_What you are asked to do:_ The required output is the exact sequence of lines from the line holding "Teacher note: indicate the string" to the end of the records, inclusive.

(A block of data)
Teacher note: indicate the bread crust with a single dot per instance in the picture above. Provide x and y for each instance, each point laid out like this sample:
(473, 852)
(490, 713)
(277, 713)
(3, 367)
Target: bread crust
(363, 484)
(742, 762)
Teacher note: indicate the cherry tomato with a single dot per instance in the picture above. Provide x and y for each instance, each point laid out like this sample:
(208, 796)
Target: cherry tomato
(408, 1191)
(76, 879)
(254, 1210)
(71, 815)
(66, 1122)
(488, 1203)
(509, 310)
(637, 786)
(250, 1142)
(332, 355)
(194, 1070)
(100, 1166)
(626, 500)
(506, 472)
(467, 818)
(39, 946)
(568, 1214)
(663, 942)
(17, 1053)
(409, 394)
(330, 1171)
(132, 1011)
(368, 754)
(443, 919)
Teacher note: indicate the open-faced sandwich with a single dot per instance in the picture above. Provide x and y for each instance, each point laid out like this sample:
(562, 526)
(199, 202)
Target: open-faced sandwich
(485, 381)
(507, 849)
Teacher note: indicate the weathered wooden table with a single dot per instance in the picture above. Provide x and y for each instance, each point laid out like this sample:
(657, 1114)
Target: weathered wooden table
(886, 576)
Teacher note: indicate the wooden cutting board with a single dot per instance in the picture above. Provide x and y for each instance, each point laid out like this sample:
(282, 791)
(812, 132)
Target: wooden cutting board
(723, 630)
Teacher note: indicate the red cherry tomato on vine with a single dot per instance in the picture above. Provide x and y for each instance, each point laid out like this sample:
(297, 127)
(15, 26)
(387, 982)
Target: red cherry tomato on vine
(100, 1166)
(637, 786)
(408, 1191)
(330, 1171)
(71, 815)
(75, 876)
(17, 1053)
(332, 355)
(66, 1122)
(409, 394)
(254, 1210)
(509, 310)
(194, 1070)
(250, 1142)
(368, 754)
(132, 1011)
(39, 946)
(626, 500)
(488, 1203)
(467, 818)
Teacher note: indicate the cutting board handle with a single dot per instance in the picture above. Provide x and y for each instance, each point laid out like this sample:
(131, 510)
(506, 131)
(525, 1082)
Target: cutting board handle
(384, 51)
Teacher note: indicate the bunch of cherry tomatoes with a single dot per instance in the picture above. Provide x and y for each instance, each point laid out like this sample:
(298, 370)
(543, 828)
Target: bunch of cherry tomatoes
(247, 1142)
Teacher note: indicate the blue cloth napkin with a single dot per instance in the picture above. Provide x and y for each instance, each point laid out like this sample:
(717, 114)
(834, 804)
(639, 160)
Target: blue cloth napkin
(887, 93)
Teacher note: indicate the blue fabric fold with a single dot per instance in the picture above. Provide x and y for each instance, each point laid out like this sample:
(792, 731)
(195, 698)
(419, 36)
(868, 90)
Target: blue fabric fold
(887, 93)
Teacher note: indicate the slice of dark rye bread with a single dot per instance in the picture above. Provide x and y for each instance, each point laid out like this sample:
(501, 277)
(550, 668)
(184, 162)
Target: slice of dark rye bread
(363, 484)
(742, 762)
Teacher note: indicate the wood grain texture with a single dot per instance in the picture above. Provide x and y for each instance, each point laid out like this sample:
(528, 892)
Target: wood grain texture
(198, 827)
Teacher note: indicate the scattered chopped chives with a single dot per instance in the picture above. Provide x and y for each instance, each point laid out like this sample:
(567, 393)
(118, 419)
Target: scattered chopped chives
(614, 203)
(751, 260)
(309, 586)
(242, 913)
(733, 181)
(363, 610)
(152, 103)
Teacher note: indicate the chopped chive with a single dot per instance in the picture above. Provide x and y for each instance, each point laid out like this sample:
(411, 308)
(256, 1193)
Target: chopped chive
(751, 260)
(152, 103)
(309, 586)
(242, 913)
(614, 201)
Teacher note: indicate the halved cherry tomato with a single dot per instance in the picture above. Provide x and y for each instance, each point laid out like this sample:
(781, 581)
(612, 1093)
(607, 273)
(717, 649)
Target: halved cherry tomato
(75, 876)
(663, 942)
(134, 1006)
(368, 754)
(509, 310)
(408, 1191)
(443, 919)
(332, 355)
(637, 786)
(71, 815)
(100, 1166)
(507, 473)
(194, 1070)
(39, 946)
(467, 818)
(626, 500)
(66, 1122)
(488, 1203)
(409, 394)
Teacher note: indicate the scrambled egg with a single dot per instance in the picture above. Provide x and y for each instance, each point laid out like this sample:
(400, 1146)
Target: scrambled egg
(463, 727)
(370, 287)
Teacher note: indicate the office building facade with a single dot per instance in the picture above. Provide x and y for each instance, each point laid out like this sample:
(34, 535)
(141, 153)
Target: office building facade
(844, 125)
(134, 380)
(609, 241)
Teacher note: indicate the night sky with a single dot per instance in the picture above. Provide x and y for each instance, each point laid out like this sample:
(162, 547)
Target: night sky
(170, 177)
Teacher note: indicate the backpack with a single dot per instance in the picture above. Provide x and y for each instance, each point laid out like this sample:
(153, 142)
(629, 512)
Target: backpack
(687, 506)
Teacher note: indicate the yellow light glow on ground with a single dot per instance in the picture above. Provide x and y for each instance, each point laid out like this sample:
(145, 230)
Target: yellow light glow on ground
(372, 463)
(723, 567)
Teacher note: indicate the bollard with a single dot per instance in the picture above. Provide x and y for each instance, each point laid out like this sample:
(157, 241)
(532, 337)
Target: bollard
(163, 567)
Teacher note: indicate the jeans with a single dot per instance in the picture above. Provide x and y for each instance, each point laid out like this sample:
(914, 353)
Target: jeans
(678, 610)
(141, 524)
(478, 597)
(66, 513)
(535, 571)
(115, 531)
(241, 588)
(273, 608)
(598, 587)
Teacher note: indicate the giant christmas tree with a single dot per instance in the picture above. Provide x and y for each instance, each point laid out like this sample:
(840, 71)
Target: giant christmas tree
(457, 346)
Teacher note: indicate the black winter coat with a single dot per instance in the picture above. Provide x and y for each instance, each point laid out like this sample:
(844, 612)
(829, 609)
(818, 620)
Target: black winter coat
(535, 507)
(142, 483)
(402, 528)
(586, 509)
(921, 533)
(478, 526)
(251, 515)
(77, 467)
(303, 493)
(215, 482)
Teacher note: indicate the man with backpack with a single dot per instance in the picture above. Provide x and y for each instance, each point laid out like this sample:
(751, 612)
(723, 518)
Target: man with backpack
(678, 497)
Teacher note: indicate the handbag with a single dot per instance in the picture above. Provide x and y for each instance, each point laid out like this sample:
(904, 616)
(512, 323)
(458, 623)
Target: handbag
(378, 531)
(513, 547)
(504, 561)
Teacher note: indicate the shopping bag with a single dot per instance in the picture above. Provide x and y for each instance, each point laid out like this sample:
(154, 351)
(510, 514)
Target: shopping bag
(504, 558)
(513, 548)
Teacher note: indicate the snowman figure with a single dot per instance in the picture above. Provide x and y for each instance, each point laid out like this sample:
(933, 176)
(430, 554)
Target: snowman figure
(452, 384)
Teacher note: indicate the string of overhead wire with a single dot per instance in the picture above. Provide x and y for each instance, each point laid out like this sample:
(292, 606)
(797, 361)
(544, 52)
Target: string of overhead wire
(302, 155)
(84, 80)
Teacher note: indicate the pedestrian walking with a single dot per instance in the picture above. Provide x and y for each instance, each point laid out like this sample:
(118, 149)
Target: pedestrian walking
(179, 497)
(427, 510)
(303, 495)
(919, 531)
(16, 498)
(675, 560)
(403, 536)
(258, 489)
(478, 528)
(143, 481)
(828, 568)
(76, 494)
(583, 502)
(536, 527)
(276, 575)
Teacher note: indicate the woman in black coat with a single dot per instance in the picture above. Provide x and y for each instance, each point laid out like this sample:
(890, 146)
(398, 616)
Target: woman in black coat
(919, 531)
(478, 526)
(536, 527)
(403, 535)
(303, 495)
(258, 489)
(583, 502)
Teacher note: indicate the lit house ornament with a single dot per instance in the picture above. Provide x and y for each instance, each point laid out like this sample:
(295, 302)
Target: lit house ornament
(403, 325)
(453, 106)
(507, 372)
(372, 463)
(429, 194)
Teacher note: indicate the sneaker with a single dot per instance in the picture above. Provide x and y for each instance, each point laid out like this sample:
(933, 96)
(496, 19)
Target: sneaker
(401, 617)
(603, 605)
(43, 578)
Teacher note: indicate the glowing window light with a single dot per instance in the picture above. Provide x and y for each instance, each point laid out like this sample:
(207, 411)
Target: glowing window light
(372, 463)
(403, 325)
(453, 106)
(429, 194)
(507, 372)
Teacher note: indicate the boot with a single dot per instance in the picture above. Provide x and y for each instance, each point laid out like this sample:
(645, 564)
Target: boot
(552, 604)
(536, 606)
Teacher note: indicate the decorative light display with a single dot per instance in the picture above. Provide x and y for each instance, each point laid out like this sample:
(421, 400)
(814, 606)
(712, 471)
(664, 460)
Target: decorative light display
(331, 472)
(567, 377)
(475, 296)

_Result of this task:_
Teacher note: indicate the string of overhead wire with a single dot per instance in the picture above. Provide x and y for each instance, each point laid out like this sample:
(292, 606)
(797, 361)
(544, 52)
Target: string of overhead wire
(302, 155)
(84, 80)
Teacher note: indicate the pedestrian walking with a single dot per instance in the picture above. Provide x and y for each instance, each point laid out like this sample:
(118, 149)
Target: pedestrian walking
(179, 497)
(427, 510)
(303, 495)
(919, 531)
(16, 498)
(675, 560)
(403, 536)
(258, 489)
(478, 528)
(143, 481)
(828, 568)
(76, 494)
(583, 502)
(536, 527)
(276, 575)
Teacher note: indicate the woman in black coat with a single dot per instance in the picture above. Provide x and y for each instance, each point laid out like this sample:
(890, 146)
(398, 616)
Target: woman in black coat
(919, 531)
(478, 526)
(536, 527)
(403, 535)
(303, 495)
(258, 489)
(583, 502)
Teacher note: indicate the lit house ornament with a single dot per instance in the picture above. Provide x and y for each instance, each point laid out like this sample:
(295, 302)
Target: lit house ornament
(403, 325)
(453, 106)
(507, 372)
(372, 463)
(429, 194)
Teacher note: indicate the sneaker with a single dot per instance in the picture above. Provide x and y for each instance, each point laid out like this sample:
(933, 96)
(496, 19)
Target: sneaker
(401, 617)
(603, 605)
(43, 578)
Teacher note: indicate the glowing window light with a single dot per instance in the picture above. Provide x and y for each instance, each point laid out like this sample:
(207, 411)
Target: glowing window light
(372, 463)
(403, 325)
(453, 106)
(429, 194)
(507, 372)
Teacher note: indicate the boot with a single dot per instance in the picture above. Provide x and y for each instance, each point laid out like this sample:
(645, 564)
Target: boot
(552, 604)
(536, 606)
Teacher note: indicate the decorative light display with a single dot per instance in the picture above. Provide x and y for each instance, each point laid out like this sample:
(421, 400)
(814, 606)
(712, 471)
(664, 460)
Target: decorative light display
(331, 472)
(567, 377)
(475, 296)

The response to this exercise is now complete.